** WORK TASK **
Return the passage on the project triangle below in full, reproducing every word and line unchanged.

------ PASSAGE FOR REVIEW ------

October 27th, 2008 by Jochen Toppe
Project Triangle

Project Triangle

Achieving efficiency in the software development process is one of the key motivators every team should strive for. Efficiency can be measured in a variety of ways. The most obvious measurements are cost, project timeline, and the feature set that can be implemented given the first two. In a sense, it boils down to the old project triangle (remember: pick any two of the criteria).

In essence, there is a trade-off between quality, timeline, and cost. For example, reducing the timeline at equal costs reduces quality just as implementing at a faster pace reduces quality. Yet I argue that the triangle approach is not necessarily valid anymore. Traditional development processes have clearly shown that just enhancing the timeline on a project to put special care into the design does not actually lead to higher quality software – quite the contrary.

------ GIVEN ENTRIES ------

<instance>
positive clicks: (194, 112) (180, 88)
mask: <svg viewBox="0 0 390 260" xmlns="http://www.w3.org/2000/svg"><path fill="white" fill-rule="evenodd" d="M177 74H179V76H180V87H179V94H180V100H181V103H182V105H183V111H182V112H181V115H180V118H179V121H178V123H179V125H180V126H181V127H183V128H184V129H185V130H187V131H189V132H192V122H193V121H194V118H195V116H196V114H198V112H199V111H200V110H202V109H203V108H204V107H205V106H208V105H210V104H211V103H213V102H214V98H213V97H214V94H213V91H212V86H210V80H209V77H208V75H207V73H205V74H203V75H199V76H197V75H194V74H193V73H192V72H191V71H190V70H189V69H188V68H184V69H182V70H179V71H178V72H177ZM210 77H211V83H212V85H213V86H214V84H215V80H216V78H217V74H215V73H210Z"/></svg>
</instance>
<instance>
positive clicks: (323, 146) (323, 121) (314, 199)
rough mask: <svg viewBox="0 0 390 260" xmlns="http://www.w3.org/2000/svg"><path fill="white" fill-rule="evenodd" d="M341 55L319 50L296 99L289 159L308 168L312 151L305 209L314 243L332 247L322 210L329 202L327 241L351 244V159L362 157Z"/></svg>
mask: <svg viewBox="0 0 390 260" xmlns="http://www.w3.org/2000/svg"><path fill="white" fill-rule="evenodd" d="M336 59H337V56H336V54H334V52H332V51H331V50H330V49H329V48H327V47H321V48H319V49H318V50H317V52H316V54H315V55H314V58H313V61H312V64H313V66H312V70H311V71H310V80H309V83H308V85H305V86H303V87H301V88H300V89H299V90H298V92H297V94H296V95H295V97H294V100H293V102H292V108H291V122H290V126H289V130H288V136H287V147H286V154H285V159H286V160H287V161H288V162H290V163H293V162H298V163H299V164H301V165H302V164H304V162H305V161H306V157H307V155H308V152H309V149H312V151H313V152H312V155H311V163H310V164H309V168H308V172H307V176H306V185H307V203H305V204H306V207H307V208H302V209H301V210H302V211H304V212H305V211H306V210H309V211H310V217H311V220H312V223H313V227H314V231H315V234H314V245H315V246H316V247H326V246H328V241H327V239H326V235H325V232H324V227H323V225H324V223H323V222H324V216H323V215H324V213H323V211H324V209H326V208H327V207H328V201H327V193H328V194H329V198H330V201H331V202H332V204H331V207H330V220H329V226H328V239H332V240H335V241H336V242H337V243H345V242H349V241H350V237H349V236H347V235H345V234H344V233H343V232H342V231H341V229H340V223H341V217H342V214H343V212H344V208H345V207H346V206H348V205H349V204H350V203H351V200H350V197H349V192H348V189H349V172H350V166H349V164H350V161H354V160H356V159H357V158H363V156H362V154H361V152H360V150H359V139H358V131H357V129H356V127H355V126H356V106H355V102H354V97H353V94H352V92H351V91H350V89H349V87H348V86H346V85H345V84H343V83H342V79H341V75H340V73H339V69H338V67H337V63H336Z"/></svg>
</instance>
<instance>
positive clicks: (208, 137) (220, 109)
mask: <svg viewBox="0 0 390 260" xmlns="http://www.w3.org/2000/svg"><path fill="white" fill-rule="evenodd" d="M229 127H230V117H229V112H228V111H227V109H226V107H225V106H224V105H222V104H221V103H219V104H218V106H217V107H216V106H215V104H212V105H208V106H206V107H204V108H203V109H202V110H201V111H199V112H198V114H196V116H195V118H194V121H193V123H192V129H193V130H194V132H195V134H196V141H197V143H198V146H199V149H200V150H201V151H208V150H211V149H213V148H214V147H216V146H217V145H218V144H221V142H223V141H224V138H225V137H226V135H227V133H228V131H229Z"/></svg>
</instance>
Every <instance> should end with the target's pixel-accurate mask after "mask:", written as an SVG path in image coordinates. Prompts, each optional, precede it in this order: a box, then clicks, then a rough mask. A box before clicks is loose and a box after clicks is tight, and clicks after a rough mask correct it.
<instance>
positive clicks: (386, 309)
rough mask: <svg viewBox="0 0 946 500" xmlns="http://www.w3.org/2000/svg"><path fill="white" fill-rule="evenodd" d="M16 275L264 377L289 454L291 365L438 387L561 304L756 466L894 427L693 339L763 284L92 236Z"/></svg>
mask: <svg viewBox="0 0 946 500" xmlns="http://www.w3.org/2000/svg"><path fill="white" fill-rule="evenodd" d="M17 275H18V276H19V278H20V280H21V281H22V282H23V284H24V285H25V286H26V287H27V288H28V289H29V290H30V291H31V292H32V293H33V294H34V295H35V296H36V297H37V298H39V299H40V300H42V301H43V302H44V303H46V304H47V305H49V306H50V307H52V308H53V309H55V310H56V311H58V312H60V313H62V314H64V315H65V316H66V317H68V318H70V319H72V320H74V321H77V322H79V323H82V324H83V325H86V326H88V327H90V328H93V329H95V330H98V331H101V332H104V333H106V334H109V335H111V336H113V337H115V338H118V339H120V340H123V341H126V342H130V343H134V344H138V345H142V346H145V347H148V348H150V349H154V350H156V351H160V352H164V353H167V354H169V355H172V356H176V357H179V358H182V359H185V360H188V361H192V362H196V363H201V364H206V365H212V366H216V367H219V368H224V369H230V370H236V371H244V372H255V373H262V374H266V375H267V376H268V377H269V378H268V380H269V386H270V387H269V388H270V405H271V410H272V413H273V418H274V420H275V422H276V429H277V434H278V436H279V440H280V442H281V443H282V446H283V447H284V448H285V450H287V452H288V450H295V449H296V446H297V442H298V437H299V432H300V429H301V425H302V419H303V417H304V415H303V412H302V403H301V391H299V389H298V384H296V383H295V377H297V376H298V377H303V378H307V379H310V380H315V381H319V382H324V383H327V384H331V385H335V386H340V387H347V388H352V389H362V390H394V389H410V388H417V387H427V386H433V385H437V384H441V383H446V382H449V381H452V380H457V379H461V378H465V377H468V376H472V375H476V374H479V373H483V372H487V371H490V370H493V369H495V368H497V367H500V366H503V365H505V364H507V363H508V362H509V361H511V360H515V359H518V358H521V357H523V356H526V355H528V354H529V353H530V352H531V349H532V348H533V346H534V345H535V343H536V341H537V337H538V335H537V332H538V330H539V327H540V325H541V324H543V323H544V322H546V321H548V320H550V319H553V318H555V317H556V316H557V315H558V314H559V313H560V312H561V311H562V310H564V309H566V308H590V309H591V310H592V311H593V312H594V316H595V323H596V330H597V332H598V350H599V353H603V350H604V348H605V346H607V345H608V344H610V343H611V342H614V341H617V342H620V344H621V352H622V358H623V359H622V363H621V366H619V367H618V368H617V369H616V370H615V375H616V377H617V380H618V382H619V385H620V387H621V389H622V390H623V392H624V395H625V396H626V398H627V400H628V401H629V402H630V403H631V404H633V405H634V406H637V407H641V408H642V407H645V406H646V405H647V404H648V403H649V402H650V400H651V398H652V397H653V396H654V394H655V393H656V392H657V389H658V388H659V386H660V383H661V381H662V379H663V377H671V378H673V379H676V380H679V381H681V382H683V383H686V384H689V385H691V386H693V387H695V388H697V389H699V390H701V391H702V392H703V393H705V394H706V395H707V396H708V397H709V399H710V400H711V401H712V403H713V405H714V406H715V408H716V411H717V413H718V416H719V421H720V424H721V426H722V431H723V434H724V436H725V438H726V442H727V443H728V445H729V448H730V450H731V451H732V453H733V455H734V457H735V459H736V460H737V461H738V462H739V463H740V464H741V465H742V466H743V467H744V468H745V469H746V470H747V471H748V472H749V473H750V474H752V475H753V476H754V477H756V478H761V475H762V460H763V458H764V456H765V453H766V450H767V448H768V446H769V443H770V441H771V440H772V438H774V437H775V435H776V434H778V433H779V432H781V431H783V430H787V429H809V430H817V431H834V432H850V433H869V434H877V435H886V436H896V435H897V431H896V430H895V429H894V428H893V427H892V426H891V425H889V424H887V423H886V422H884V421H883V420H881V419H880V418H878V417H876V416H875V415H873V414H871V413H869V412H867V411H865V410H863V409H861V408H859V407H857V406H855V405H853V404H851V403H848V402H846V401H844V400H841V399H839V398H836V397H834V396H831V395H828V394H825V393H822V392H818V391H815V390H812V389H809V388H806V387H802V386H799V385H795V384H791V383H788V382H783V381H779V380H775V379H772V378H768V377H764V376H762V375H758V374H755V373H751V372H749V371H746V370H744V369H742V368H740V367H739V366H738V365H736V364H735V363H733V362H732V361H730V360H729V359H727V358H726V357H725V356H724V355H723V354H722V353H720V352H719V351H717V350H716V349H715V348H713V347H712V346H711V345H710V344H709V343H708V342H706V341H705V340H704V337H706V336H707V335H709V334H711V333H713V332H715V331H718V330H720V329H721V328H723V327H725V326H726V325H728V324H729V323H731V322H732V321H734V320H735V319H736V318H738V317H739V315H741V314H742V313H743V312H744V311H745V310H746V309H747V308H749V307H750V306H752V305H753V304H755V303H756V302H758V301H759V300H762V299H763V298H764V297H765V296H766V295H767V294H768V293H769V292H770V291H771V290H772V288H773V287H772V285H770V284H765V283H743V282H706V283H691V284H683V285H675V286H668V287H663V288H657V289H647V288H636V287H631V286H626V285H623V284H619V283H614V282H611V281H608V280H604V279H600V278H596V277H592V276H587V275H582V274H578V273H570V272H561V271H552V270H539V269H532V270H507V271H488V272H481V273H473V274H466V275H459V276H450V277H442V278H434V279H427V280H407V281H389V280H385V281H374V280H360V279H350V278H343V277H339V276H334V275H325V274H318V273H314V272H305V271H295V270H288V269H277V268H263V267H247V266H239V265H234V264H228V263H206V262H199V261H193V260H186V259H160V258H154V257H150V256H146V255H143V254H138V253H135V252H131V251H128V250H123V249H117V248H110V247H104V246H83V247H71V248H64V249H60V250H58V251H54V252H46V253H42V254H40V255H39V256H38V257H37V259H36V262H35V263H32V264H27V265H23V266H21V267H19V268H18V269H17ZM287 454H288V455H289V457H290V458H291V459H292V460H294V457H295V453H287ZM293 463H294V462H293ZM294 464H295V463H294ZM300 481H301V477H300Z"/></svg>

------

** WORKED SOLUTION **
October 27th, 2008 by Jochen Toppe
Project Triangle

Project Triangle

Achieving efficiency in the software development process is one of the key motivators every team should strive for. Efficiency can be measured in a variety of ways. The most obvious measurements are cost, project timeline, and the feature set that can be implemented given the first two. In a sense, it boils down to the old project triangle (remember: pick any two of the criteria).

In essence, there is a trade-off between quality, timeline, and cost. For example, reducing the timeline at equal costs reduces quality just as implementing at a faster pace reduces quality. Yet I argue that the triangle approach is not necessarily valid anymore. Traditional development processes have clearly shown that just enhancing the timeline on a project to put special care into the design does not actually lead to higher quality software – quite the contrary.